In the listing below, the answer starts at the line that has "box: [157, 127, 314, 573]" and stops after the line that has "159L219 255L213 329L239"; please repeat that part exactly and nothing more.
━━━━━━━━━━━━━━━━━━━━━━━━━━━━━━
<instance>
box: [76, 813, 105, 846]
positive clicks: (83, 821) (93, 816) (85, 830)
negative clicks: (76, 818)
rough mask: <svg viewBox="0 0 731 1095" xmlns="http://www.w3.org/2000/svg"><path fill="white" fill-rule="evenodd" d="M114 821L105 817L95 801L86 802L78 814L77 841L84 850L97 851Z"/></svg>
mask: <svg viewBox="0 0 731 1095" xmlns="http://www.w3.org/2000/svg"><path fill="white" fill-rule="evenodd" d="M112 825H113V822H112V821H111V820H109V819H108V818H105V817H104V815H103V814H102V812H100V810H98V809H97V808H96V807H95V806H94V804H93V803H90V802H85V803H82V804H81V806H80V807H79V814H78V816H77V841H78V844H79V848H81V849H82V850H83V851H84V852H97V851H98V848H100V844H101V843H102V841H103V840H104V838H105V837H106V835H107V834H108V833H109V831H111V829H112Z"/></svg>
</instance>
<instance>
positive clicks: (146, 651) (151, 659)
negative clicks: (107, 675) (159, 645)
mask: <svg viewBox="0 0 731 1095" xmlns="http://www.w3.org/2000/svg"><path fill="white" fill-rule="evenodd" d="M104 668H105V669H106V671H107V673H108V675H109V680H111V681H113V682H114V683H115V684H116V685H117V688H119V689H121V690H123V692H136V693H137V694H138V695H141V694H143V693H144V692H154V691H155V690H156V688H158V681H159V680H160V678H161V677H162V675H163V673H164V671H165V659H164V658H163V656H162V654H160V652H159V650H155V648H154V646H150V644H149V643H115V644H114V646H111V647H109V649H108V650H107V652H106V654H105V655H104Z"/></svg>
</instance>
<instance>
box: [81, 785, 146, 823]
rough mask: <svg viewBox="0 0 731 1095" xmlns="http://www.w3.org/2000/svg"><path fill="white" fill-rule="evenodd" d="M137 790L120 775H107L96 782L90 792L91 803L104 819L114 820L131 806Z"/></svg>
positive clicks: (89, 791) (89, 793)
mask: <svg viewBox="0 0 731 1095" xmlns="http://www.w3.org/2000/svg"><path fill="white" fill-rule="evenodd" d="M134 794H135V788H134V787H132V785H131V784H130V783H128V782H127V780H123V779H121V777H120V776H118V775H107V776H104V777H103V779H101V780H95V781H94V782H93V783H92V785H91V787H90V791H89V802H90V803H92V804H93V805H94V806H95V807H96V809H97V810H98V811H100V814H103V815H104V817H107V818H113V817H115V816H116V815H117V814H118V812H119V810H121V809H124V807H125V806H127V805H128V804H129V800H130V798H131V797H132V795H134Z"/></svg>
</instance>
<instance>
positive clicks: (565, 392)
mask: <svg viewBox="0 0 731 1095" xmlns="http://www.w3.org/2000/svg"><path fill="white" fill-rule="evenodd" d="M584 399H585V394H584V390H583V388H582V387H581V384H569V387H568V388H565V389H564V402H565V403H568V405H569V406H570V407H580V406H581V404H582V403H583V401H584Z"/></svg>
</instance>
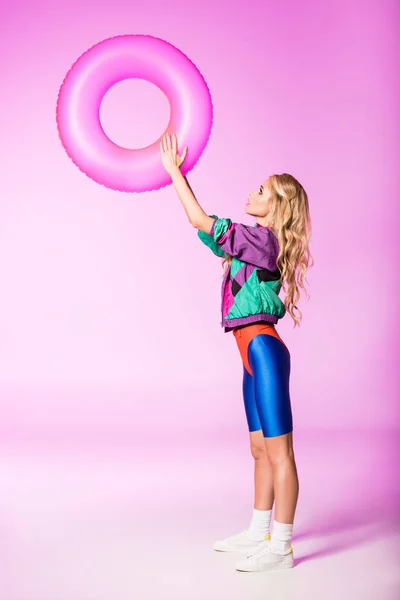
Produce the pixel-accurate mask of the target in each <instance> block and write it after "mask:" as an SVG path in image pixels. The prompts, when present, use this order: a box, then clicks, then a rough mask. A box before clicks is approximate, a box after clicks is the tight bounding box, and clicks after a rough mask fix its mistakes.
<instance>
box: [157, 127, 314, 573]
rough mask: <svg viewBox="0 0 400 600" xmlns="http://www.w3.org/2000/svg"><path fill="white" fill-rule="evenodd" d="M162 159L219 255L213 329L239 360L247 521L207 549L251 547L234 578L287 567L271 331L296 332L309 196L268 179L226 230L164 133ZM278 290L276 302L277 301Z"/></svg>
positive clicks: (276, 409) (279, 425) (185, 201)
mask: <svg viewBox="0 0 400 600" xmlns="http://www.w3.org/2000/svg"><path fill="white" fill-rule="evenodd" d="M160 152H161V160H162V163H163V165H164V168H165V169H166V171H167V172H168V173H169V175H170V176H171V179H172V182H173V184H174V186H175V189H176V191H177V193H178V196H179V198H180V200H181V202H182V204H183V207H184V209H185V211H186V214H187V216H188V219H189V221H190V223H191V224H192V225H193V226H194V227H196V228H197V229H198V236H199V237H200V239H201V240H202V241H203V242H204V243H205V244H206V245H207V246H208V247H209V248H210V249H211V250H212V252H214V254H216V255H217V256H220V257H222V258H223V261H222V264H223V267H224V277H223V282H222V298H221V302H222V306H221V310H222V321H221V325H222V327H223V328H224V331H225V332H228V331H232V332H233V335H234V336H235V339H236V342H237V345H238V349H239V352H240V355H241V358H242V361H243V398H244V405H245V412H246V418H247V423H248V427H249V434H250V448H251V453H252V455H253V457H254V485H255V498H254V509H253V516H252V520H251V523H250V526H249V528H248V529H244V530H242V531H241V532H240V533H238V534H235V535H232V536H230V537H228V538H226V539H224V540H221V541H218V542H215V544H214V550H219V551H236V550H248V549H253V553H252V554H249V555H247V557H246V559H244V560H241V561H239V562H237V563H236V565H235V566H236V569H238V570H240V571H266V570H271V569H282V568H284V569H285V568H290V567H293V566H294V559H293V549H292V546H291V538H292V532H293V522H294V515H295V510H296V505H297V499H298V494H299V482H298V477H297V469H296V463H295V458H294V451H293V422H292V412H291V404H290V394H289V376H290V353H289V350H288V348H287V346H286V344H285V343H284V342H283V340H282V339H281V337H280V336H279V334H278V332H277V330H276V328H275V324H276V323H277V322H278V320H279V319H280V318H282V317H283V316H284V315H285V314H286V312H288V313H289V314H290V316H291V317H292V319H293V321H294V327H296V325H299V324H300V321H301V311H300V310H299V309H298V308H297V306H296V302H298V300H299V297H300V288H302V289H303V290H304V291H305V293H306V294H307V296H308V297H309V295H308V293H307V291H306V289H305V286H304V281H305V276H306V271H307V269H308V268H309V267H311V266H312V265H313V264H314V261H313V258H312V256H311V253H310V250H309V240H310V236H311V220H310V213H309V205H308V198H307V194H306V192H305V190H304V188H303V187H302V186H301V185H300V183H299V182H298V181H297V180H296V179H295V178H294V177H293V176H292V175H289V174H287V173H283V174H282V175H272V176H270V177H269V179H268V180H267V181H265V182H264V183H263V184H262V185H261V186H260V187H259V189H258V190H256V191H253V192H252V193H251V194H250V197H249V200H248V203H247V205H246V209H245V210H246V213H247V214H249V215H252V216H254V217H255V218H256V223H255V225H254V226H250V225H243V224H242V223H233V222H232V221H231V220H230V219H223V218H218V217H217V216H216V215H211V216H209V215H207V214H206V213H205V212H204V211H203V209H202V208H201V206H200V205H199V204H198V202H197V200H196V198H195V196H194V194H193V192H192V190H191V189H190V187H189V184H188V183H187V180H186V178H185V177H184V176H183V175H182V173H181V171H180V165H181V164H182V163H183V161H184V160H185V157H186V153H187V148H185V149H184V151H183V153H182V156H180V155H179V154H178V150H177V140H176V136H175V134H173V135H172V138H171V136H170V135H169V134H166V135H164V136H163V138H162V141H161V142H160ZM283 285H286V289H285V294H286V296H285V299H284V302H282V300H281V299H280V298H279V292H280V289H281V287H282V286H283ZM295 310H296V311H297V312H298V313H299V314H298V315H296V314H295ZM274 500H275V515H274V521H273V528H272V536H270V531H269V530H270V521H271V514H272V506H273V503H274Z"/></svg>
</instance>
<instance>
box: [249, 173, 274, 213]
mask: <svg viewBox="0 0 400 600" xmlns="http://www.w3.org/2000/svg"><path fill="white" fill-rule="evenodd" d="M270 197H271V189H270V187H269V182H268V180H267V181H264V183H263V184H261V185H260V187H259V188H258V189H257V190H254V191H253V192H251V193H250V195H249V199H248V202H247V204H246V213H247V214H248V215H253V216H254V217H266V216H267V214H268V210H269V207H268V204H269V199H270Z"/></svg>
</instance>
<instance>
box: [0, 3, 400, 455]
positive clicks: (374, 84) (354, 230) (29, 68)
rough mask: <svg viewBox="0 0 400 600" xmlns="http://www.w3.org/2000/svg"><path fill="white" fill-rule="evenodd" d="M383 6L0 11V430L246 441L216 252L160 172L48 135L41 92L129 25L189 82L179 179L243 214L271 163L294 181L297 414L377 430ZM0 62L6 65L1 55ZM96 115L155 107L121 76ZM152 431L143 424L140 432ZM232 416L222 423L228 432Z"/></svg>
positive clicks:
━━━━━━━━━━━━━━━━━━━━━━━━━━━━━━
RESPONSE TO THIS EXERCISE –
box: [157, 127, 314, 573]
rough mask: <svg viewBox="0 0 400 600" xmlns="http://www.w3.org/2000/svg"><path fill="white" fill-rule="evenodd" d="M162 159L219 255L213 329L239 360L247 521L207 549L251 547L234 578L287 567L271 331L296 332L309 196L268 179L226 230L164 133ZM278 290L276 302L277 301Z"/></svg>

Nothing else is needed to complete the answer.